Task — Output the entire listing that follows verbatim.

Input material —
=== Begin Enclosure ===

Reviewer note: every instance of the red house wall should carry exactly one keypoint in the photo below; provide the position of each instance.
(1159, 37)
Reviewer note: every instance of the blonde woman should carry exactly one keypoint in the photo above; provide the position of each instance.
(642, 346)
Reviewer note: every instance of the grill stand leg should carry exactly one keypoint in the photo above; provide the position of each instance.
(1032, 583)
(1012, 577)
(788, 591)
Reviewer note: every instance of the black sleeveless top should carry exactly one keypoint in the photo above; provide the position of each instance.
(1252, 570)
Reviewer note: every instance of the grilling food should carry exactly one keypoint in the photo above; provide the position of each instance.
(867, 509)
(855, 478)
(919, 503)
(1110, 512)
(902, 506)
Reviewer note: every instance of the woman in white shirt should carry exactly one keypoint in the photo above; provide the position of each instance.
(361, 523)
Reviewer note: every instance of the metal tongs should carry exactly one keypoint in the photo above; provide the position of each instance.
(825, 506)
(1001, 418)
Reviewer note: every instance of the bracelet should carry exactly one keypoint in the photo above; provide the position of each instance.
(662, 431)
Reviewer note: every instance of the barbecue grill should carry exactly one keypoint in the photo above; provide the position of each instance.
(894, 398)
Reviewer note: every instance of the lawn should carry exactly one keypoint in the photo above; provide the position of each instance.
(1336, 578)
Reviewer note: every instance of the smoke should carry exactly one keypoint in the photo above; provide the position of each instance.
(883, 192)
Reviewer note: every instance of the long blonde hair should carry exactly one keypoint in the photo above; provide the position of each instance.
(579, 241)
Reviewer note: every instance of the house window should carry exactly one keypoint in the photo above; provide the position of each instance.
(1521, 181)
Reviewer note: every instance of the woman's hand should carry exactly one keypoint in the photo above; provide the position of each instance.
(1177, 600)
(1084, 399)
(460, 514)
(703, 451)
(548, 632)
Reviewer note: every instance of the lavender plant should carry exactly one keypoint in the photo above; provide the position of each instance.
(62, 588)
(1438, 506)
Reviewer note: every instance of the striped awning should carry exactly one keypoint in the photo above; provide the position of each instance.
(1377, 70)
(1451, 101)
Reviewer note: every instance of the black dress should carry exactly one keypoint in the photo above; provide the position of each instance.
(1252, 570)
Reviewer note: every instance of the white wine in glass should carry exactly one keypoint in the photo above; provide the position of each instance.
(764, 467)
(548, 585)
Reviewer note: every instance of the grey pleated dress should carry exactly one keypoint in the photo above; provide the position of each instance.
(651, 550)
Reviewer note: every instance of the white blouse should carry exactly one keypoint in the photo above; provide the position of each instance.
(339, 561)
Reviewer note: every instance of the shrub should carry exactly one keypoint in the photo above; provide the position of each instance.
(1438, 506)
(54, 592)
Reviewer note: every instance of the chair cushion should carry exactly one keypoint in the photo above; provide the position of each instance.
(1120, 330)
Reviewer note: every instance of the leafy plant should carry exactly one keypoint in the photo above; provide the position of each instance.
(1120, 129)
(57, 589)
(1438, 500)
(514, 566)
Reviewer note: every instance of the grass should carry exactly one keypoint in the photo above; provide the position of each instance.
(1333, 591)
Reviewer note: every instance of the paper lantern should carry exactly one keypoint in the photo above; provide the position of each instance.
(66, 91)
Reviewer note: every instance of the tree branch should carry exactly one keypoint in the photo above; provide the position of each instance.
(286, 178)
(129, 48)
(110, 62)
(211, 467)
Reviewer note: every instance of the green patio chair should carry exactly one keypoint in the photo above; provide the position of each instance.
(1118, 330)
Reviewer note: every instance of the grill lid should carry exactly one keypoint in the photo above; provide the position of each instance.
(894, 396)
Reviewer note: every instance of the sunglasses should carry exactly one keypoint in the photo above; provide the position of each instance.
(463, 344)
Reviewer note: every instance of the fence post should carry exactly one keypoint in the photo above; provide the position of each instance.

=== End Enclosure ===

Exercise answer —
Reviewer note: every instance of the red house wall should carry exactly one keypoint in the photo below; provide the position of each instance.
(1159, 37)
Reviewer note: every instance of the blonde woman should carry exactly one keypoint in the photo above; provide the position of each instance.
(642, 346)
Reviewer note: every instance of the grill stand leg should carry exactly one keypoint in the photo above; provide the position of each instance.
(1032, 583)
(1012, 577)
(788, 591)
Reviewer note: every instance of the black sleeveless top should carry exactly one keypoint in the photo above; provide the position of each instance.
(1252, 570)
Reviewer note: every instance of the grilling food should carry exactly one keypoint in the photo above; provide the position of each instance.
(867, 509)
(855, 478)
(919, 503)
(1110, 512)
(902, 506)
Reviewer note: every instance of the woman in white shirt should carry exactly one keypoint in the photo above; provide the position of each instance.
(361, 523)
Reviewer note: every instance of the metal tongs should carry exactly one keypoint in the photo above; provide the position of each instance.
(825, 506)
(1001, 418)
Reviewer note: every instance of the bracelet should carry exactly one keypoint in the photo above; provide the position of each instance.
(662, 431)
Reviewer note: every instance of the barbecue grill should carry exactly one keypoint in the photo above; provide the position of each instance.
(894, 398)
Reviewer note: every instance of the lawn should carry exactly one keypoint in the photo above; provide the position of each instance.
(1336, 578)
Reviewer note: every instance of the smoke should carry exactly one keypoint in the photo above; provide the position of each instance.
(883, 192)
Reviewer note: every instance of the long blonde hair should carry exactly one keypoint in the photo above; provide the position of each instance.
(579, 241)
Reviewer note: every instance of the house window should carry exactly one keypoint in the photo above; provide the position of each instance.
(1521, 181)
Reviewer note: every instance of the woman's hand should carry exactly one keypoint in the photo above; provide the position of each instance.
(1177, 600)
(1084, 399)
(460, 514)
(703, 451)
(548, 632)
Reviewer note: every instance of the lavender plant should carry exactly one keypoint in the photo above; provide the position of each instance.
(62, 588)
(1438, 506)
Reviewer note: every instance of the striped awning should carry exactly one keypoint in the photo above; provide the position of each instance.
(1377, 70)
(1451, 101)
Reviewer note: every instance of the black dress should carry exactly one keypoint in the photo above; provide the position of each instance.
(1252, 570)
Reviewer note: every instance of the white wine in glass should carry exactly one keypoint in the photo above; provide the position of each instance.
(764, 467)
(548, 585)
Reviewer note: every instance of the grey pleated dress should carry exactly one keypoint in the photo above; provide the position of each instance.
(651, 550)
Reviewer note: every instance of the white blouse should carry exactly one keypoint in the photo above; provide the position of each instance.
(339, 561)
Reviewer note: every instance of the shrub should carry exactly one keypoint in the photo above; provide the position of each instance.
(1438, 506)
(54, 592)
Reviewer note: every instance of the chair cushion should carry exactly one keypoint in the photo above; provide the position of each instance.
(1120, 330)
Reviewer note: every instance of the leafy plant should carry exactly one keypoint in the photo above; provide the position of each instance.
(1120, 129)
(57, 589)
(1438, 500)
(514, 566)
Reviewer note: every instance of the grass should carry exactly one keypoint in the photo above; provide the position of each instance.
(1333, 591)
Reviewer note: every instance of the paper lantern should carry exactly one keypoint in the photo above; provide the position of each instance.
(66, 91)
Reviewer note: every instance of the tree branch should carry exactly one keypoint in the photo above; provide the position of each instance.
(286, 178)
(129, 48)
(110, 62)
(211, 467)
Reviewer note: every instance of the green patio chair should carry exactly one keypoint in the photo above; provide the position of each instance.
(1118, 330)
Reviewer note: every instance of the grill lid should carry exactly one keypoint in the photo above; provide the position of each instance.
(894, 396)
Reviewer note: every instance of the sunglasses should carry exactly one keypoint in the photo above; provide the position of each instance.
(463, 344)
Reviewer note: every instance of the fence post should carry exactly one keypoint in the photo above; provide the position of each instance.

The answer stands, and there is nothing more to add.